> [EXERCISE DESCRIPTION] Copy the lines from the one containing "red running track." down to the final line, with both ends included.

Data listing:
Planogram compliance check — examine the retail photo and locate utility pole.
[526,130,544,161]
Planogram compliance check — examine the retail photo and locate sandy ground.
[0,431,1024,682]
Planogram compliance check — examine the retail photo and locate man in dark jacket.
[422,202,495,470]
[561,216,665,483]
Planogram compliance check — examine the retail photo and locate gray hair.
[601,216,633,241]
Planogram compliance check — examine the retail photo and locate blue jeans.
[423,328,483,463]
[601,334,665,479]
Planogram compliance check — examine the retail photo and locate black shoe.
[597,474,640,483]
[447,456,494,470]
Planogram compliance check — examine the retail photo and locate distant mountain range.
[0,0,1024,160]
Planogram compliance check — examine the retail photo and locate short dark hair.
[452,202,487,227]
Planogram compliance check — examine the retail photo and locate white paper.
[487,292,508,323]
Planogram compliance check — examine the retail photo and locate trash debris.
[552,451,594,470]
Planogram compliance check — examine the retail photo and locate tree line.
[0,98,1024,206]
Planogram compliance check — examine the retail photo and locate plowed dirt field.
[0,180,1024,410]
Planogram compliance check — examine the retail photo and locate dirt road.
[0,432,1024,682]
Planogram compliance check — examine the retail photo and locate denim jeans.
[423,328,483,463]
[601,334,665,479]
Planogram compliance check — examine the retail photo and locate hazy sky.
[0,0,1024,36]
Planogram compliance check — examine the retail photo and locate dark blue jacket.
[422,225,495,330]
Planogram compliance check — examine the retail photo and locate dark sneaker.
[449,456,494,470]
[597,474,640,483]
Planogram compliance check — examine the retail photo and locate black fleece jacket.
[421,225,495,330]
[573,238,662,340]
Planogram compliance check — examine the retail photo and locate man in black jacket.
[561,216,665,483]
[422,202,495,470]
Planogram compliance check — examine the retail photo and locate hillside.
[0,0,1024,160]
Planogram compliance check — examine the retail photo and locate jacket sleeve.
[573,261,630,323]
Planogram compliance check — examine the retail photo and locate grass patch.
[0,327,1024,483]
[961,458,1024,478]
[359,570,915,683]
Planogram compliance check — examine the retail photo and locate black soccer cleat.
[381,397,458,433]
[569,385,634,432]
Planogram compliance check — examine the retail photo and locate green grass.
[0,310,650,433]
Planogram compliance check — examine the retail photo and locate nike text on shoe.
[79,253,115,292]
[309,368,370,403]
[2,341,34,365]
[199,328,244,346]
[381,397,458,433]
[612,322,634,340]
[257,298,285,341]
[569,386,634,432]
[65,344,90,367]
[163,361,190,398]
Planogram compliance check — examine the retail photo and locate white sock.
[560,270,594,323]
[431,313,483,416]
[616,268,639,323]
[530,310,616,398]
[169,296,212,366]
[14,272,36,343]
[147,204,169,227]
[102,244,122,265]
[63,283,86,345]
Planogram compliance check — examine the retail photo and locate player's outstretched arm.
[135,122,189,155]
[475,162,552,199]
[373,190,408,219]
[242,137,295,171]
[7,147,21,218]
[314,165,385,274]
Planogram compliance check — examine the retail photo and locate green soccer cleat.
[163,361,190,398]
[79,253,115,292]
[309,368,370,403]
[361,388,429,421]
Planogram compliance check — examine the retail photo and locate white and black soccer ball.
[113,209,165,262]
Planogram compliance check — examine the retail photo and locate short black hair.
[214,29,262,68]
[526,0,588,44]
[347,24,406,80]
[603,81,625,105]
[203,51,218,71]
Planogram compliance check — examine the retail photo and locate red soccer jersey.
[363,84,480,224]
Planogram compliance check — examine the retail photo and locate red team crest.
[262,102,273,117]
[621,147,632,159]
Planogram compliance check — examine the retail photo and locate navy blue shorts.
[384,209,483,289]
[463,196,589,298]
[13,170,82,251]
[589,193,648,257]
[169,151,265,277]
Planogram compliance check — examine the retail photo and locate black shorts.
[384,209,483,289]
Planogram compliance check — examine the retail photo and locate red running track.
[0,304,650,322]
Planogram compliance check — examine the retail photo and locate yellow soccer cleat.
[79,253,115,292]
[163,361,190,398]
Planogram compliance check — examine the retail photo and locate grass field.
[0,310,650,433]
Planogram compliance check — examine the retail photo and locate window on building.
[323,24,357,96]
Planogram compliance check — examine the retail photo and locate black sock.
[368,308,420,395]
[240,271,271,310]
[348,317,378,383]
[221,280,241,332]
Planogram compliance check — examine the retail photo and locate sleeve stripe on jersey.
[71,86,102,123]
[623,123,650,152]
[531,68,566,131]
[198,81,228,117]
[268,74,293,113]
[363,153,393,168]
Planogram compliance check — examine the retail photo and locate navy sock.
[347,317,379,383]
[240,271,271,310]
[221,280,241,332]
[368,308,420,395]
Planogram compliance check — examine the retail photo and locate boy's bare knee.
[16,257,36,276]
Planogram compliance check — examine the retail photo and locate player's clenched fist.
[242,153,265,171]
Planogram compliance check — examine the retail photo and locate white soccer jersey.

> [RESPONSE TO THE TASK]
Planogram compliance check — examine the retail photo and locate red running track.
[0,304,650,322]
Planogram compliance check — examine the retail photo and locate yellow soccer cleat.
[79,253,115,292]
[163,361,190,398]
Planogram compliance check — examine the retail photo and locate grass field.
[0,310,650,433]
Planogram compliance check — examine the retail photo and locate window on building.
[323,24,357,96]
Planogram compliance check — examine the retail photo and locate black sock.
[368,308,420,395]
[240,271,271,310]
[348,317,378,383]
[221,280,241,332]
Planogram compliance check — examine the retail photo and locate sleeve stripe on jersey.
[71,86,102,123]
[623,123,650,152]
[531,68,566,131]
[198,81,228,117]
[268,74,293,113]
[363,153,393,168]
Planogram compliance check — examine the retail photo and locate navy sock.
[347,317,379,383]
[240,271,271,310]
[221,280,241,332]
[368,308,420,395]
Planogram compliance check — examine the retail photo and locate boy's bare knee.
[16,257,36,276]
Planogram compliance check — examine the retail photo and locate player's clenched fist.
[242,153,265,171]
Planogram compliance check — examine the retail photo and locate white soccer jersey.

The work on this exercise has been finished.